- **Instruction**:
Format each line of the records below as an item in a numbered list, dropping any blank lines.
════════════════
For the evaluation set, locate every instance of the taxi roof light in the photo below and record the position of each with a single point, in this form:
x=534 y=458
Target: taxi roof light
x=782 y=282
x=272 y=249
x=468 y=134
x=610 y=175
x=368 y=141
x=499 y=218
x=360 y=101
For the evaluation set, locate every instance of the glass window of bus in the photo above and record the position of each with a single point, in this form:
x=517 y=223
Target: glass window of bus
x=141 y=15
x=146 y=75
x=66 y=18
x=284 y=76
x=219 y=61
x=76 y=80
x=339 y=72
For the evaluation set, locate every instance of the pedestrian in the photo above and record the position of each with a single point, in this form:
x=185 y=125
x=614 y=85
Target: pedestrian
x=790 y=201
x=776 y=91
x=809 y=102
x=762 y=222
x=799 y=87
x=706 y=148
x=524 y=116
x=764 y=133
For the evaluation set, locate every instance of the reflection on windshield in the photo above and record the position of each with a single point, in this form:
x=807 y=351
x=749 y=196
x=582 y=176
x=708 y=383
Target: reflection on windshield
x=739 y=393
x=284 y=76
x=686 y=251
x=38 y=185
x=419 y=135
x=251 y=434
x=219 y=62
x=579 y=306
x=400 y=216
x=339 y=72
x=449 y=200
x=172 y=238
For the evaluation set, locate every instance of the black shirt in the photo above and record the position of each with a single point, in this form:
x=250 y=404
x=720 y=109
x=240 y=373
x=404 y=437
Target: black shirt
════════════════
- **Response to the task**:
1. For the evaluation set, locate every instance of the taxi roof light in the photo below and record the position of each with a single point, in this form:
2. x=534 y=458
3. Target: taxi roof light
4. x=782 y=282
5. x=272 y=249
6. x=468 y=134
7. x=610 y=175
8. x=368 y=141
9. x=499 y=218
10. x=360 y=101
11. For the evaluation set, locate every instance of the glass window of bus in the photo above and record the position of each with a single point, in this form:
12. x=517 y=223
13. Target: glass window of bus
14. x=141 y=15
15. x=146 y=75
16. x=66 y=18
17. x=284 y=76
18. x=219 y=61
19. x=76 y=80
20. x=339 y=72
21. For the evaluation set, locate every instance of the pedestrian in the photo above and record the position of each with a single point, in this form:
22. x=185 y=125
23. x=614 y=85
24. Target: pedestrian
25. x=790 y=201
26. x=776 y=91
27. x=809 y=102
28. x=762 y=222
29. x=799 y=87
30. x=706 y=148
31. x=524 y=116
32. x=764 y=133
33. For the evaluation set, locate every instance of the reflection on windshield in the photo above and record the position of each with a single point, in this form:
34. x=807 y=351
35. x=749 y=196
36. x=582 y=176
37. x=708 y=383
38. Target: reflection on windshield
39. x=739 y=393
40. x=284 y=76
41. x=686 y=251
42. x=38 y=185
43. x=419 y=135
44. x=251 y=434
45. x=219 y=62
46. x=579 y=306
47. x=400 y=216
48. x=339 y=72
49. x=449 y=200
50. x=172 y=238
51. For the evaluation set, locate every instance of the black shirt in the photo above and record the position of each with a single point, in this form:
52. x=250 y=404
53. x=720 y=109
54. x=240 y=373
55. x=404 y=437
56. Target: black shirt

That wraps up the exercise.